*** EXTRACTED ENTRIES ***

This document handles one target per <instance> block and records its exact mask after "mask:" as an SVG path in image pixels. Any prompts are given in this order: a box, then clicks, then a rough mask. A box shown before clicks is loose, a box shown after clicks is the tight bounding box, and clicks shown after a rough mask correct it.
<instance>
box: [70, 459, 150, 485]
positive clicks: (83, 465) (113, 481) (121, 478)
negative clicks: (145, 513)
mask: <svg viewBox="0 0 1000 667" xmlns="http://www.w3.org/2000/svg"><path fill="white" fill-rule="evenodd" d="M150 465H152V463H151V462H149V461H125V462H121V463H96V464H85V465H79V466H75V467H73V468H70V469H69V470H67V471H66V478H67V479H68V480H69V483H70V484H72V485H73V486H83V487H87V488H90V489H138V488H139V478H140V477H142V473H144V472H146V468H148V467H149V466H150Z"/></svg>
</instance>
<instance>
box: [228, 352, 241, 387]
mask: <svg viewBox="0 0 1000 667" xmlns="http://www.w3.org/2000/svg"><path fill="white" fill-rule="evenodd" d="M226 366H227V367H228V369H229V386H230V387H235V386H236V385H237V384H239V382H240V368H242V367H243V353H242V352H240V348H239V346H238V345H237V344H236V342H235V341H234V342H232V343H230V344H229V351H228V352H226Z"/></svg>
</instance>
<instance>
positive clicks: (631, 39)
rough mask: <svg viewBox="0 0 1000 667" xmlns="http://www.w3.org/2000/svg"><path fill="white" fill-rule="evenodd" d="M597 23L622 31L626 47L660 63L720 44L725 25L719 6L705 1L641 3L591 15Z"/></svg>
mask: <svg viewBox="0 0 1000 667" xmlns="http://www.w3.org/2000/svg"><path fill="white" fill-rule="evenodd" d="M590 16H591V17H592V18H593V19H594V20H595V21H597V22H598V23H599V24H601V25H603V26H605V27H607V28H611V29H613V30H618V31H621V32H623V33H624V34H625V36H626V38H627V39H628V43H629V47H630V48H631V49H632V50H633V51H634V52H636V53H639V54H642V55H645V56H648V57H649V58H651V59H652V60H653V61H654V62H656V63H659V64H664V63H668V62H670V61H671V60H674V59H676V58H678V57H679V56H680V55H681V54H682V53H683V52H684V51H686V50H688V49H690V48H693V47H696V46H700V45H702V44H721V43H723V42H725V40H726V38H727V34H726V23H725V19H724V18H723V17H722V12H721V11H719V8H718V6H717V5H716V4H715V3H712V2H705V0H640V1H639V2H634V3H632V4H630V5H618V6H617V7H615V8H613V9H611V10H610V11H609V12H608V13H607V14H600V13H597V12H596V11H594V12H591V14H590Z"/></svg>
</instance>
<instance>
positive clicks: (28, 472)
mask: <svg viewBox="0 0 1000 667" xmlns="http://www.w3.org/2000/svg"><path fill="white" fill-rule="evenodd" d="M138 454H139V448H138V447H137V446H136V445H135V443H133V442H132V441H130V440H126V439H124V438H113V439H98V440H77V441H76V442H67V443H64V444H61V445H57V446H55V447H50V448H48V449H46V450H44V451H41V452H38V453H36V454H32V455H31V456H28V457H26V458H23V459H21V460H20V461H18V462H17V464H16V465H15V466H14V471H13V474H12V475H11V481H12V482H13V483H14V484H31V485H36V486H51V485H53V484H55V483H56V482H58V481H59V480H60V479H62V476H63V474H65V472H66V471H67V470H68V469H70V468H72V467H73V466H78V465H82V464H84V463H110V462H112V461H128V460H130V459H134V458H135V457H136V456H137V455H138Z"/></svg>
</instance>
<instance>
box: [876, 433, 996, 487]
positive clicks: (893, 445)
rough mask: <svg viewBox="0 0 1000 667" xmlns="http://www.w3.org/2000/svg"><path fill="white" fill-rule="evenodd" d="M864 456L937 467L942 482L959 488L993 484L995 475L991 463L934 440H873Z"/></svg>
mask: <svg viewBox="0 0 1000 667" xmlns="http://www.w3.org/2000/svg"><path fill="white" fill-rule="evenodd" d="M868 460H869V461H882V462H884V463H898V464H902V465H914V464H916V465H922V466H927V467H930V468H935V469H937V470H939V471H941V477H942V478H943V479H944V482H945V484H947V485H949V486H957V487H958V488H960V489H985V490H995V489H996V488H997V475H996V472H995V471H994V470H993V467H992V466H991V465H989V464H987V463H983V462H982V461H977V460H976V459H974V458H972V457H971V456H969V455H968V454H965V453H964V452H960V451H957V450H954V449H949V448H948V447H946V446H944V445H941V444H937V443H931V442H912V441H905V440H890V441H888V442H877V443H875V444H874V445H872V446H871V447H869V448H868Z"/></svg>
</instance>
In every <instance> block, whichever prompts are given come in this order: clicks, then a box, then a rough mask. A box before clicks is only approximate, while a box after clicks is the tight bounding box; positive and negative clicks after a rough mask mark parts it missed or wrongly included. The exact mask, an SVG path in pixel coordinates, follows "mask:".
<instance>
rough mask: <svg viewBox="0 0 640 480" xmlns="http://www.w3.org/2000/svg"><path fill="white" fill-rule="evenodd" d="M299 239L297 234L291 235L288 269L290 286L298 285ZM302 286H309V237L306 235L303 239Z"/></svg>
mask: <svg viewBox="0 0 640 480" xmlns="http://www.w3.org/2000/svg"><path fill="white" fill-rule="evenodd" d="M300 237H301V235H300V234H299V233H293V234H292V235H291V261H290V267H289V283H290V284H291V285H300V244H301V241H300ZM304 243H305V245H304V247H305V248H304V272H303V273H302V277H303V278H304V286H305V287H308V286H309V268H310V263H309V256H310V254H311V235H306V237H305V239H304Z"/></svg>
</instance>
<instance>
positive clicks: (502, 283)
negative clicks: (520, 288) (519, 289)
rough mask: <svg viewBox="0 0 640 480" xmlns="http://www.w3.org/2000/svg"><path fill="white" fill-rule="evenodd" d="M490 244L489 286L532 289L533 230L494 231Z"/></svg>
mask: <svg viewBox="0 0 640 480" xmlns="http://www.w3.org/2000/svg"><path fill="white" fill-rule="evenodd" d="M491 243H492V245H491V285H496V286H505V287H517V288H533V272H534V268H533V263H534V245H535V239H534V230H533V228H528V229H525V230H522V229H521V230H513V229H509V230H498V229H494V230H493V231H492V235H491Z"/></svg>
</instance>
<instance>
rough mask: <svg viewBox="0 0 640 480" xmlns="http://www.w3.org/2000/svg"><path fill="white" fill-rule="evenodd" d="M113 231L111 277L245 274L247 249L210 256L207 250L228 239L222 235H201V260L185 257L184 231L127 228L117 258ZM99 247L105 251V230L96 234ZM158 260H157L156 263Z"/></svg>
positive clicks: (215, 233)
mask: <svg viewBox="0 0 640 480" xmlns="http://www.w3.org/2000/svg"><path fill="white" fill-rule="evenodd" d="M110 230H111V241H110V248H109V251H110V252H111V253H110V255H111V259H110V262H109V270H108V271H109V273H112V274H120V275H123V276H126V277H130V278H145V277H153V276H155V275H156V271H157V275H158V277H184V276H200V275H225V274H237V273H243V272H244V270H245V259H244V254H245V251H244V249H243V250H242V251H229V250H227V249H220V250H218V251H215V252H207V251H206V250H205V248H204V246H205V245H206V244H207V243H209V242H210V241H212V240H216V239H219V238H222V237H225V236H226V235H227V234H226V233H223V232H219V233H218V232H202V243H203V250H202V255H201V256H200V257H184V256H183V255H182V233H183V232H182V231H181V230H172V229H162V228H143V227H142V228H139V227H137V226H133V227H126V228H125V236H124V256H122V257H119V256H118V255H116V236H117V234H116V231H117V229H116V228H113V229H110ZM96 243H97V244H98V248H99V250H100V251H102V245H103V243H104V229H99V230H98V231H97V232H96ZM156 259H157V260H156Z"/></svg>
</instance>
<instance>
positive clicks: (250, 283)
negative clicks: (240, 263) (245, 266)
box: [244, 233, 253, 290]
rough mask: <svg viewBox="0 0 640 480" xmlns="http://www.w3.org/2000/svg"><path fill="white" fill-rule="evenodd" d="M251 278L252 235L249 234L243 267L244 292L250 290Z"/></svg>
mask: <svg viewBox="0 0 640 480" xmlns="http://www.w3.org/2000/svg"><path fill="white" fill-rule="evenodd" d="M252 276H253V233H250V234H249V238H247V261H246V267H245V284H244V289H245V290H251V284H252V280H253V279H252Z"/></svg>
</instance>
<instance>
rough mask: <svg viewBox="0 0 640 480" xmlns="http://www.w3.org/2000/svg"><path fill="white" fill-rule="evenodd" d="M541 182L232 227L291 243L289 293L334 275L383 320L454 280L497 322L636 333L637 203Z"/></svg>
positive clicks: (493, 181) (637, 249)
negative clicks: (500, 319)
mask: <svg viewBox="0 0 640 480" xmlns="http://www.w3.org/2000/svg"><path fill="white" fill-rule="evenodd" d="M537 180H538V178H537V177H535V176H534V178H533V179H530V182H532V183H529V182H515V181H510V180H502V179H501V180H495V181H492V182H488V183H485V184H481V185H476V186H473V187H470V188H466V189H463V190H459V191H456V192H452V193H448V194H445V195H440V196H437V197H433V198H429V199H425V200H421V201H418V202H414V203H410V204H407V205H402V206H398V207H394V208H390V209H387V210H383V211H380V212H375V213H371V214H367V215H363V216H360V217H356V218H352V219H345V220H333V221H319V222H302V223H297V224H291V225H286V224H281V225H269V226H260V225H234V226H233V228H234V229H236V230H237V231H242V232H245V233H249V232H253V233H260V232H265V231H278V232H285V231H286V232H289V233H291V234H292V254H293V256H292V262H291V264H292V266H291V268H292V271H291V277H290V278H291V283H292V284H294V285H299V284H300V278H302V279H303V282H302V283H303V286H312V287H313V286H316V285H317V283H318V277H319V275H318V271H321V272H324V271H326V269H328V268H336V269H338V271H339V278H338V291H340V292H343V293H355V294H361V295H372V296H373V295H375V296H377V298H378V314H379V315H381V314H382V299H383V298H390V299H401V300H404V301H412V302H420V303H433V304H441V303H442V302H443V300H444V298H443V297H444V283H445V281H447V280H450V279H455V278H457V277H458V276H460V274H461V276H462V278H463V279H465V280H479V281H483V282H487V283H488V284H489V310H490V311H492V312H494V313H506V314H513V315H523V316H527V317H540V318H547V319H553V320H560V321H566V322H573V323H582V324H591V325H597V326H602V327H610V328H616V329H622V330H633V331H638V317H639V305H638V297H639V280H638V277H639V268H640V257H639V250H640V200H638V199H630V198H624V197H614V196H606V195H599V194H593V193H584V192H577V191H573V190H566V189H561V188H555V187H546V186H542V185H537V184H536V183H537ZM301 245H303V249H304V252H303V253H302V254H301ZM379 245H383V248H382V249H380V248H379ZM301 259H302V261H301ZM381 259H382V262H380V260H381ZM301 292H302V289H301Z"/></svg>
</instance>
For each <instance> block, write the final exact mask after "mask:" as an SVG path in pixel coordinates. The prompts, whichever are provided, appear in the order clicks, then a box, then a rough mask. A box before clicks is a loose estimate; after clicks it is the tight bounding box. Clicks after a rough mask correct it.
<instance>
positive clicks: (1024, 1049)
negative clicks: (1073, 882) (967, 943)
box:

*** End of EXTRACTED ENTRIES ***

• REQUIRED ACTION: Please reply with an exact copy of the lines above, starting at the first and ending at the line that holds "positive clicks: (83, 465)".

• ANSWER FOR THE TASK:
This document handles one target per <instance> block and records its exact mask after "mask:" as an SVG path in image pixels. Any prompts are given in this order: a box, then clicks, then a rough mask. A box shown before clicks is loose, a box shown after clicks is the tight bounding box, and clicks shown after a rough mask correct it.
<instance>
box: [70, 459, 150, 485]
positive clicks: (83, 465) (113, 481) (121, 478)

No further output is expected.